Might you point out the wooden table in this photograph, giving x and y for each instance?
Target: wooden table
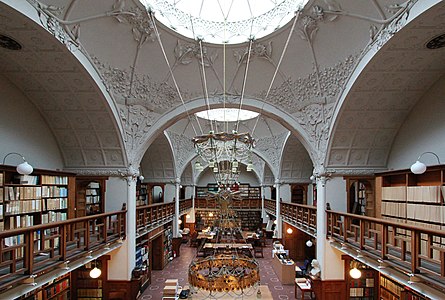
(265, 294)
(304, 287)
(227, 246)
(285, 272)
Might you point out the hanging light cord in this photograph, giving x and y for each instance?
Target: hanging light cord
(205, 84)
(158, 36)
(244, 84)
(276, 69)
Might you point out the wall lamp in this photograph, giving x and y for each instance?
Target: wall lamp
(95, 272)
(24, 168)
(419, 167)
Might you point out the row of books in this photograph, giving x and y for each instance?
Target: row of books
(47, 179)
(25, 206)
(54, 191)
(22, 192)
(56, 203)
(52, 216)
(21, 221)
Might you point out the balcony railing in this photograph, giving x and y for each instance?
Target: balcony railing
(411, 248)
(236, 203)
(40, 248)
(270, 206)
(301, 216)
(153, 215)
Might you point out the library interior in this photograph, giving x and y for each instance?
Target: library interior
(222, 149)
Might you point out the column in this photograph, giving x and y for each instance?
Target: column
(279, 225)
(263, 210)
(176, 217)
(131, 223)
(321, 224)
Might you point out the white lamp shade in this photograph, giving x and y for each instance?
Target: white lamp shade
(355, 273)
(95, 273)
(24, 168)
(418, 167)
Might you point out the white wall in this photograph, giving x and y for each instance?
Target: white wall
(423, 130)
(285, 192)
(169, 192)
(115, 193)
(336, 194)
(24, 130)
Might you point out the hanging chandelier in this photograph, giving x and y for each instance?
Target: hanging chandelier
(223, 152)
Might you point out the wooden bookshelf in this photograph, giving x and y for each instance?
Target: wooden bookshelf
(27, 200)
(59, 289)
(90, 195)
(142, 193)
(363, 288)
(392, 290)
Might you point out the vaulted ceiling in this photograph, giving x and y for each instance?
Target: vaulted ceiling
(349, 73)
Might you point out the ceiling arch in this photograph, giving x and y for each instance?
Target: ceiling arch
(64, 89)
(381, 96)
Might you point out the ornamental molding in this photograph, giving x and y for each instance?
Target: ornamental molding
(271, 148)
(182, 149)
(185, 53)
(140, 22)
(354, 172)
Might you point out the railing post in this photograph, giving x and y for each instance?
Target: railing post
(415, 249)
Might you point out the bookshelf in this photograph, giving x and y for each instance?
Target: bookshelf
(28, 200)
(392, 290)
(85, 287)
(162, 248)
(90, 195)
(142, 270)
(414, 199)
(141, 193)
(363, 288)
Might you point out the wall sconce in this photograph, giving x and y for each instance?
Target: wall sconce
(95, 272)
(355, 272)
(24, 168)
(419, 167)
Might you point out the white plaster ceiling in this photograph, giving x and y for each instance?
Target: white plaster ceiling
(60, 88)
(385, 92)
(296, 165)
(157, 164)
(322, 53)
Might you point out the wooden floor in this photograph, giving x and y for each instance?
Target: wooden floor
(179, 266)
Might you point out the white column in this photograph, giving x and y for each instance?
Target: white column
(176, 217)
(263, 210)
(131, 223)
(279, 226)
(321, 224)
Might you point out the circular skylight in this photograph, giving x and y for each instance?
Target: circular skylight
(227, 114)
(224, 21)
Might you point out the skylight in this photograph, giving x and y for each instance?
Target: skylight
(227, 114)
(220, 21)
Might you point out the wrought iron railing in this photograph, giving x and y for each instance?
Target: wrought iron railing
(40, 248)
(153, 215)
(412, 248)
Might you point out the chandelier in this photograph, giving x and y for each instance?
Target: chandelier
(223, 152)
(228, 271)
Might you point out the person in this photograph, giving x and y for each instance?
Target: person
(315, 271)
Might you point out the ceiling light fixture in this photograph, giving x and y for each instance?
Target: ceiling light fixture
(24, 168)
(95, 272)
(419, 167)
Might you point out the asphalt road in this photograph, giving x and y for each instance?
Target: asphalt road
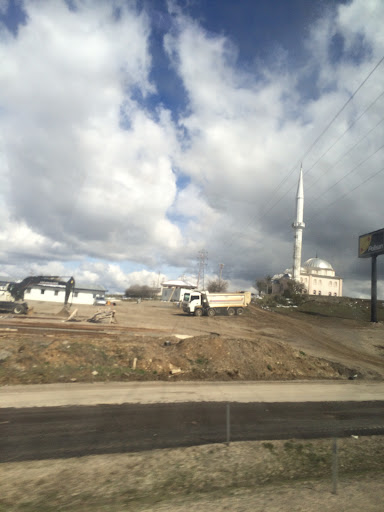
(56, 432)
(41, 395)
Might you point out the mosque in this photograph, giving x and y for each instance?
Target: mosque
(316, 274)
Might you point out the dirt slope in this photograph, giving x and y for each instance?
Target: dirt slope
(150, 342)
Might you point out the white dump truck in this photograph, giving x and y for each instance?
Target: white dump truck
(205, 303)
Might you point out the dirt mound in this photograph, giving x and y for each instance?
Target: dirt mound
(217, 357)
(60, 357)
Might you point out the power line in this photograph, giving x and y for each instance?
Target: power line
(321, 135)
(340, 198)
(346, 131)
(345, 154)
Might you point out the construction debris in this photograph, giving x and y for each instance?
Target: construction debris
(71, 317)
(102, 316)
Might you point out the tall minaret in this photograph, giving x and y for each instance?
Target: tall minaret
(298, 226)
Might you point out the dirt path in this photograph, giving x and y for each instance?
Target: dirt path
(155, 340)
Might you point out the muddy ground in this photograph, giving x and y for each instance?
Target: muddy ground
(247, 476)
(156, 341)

::::

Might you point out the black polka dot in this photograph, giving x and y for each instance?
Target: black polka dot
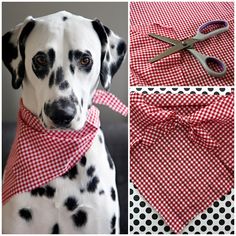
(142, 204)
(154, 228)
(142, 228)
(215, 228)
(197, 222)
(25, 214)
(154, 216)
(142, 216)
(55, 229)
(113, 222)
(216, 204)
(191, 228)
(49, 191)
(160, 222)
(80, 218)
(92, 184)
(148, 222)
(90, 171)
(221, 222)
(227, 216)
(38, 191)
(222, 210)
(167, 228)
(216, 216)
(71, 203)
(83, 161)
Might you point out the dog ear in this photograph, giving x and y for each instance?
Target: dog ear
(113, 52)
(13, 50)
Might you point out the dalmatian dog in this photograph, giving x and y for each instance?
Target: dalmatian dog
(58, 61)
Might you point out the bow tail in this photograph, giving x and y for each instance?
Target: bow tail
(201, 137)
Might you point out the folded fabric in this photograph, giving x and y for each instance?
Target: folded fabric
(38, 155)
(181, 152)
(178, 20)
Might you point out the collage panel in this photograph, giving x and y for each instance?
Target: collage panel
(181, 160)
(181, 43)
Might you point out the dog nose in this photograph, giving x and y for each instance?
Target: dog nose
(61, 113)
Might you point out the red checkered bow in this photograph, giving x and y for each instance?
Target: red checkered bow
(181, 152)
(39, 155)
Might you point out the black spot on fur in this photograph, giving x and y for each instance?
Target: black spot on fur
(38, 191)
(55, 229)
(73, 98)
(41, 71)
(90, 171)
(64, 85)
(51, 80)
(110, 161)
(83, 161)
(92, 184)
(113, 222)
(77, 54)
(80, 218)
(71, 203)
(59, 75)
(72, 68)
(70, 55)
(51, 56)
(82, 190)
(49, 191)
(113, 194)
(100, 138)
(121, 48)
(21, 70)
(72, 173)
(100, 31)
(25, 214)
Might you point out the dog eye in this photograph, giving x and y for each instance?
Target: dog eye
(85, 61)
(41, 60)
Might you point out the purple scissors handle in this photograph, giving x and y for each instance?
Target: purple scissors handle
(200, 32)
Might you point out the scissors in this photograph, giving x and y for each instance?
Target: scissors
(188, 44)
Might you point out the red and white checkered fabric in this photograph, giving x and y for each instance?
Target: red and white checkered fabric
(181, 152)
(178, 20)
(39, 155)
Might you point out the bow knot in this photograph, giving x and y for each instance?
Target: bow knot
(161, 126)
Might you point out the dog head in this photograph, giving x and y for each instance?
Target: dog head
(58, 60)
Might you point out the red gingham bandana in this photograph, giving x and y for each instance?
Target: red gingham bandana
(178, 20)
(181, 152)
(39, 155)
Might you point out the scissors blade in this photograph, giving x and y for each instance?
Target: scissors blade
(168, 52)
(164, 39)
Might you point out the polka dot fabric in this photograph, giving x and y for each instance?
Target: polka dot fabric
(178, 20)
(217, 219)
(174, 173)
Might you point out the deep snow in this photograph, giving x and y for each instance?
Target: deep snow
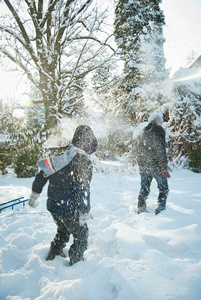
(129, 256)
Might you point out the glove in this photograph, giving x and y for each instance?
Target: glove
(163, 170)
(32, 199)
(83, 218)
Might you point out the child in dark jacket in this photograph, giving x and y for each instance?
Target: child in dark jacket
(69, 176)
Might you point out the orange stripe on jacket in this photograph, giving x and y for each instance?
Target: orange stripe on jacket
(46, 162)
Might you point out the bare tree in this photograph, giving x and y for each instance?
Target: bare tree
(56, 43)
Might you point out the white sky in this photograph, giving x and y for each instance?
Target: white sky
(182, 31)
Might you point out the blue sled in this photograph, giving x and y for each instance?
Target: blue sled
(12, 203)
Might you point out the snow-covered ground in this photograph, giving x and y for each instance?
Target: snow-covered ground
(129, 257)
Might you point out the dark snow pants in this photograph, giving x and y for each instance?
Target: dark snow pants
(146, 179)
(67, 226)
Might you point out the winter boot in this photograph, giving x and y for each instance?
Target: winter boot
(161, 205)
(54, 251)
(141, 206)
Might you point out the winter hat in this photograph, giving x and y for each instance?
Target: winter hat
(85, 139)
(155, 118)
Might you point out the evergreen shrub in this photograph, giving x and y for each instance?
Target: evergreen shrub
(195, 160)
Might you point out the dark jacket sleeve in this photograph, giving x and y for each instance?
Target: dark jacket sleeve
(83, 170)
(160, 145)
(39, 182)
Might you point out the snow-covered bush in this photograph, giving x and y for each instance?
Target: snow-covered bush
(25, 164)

::::

■ **DIRECTIONS**: Identify every line in the material above that contains the string "wall", and copy each of those lines in full. Matching is case-sensitive.

■ **CORRECT RESULT**:
Might you point out the wall lamp in this photograph, giving x and y for each instance?
Target: wall lamp
Might you point out the white wall in this photograph, giving x and y for each instance?
Target: white wall
Might you point out the wall sconce in this photograph, giving x and y for each instance?
Target: wall sconce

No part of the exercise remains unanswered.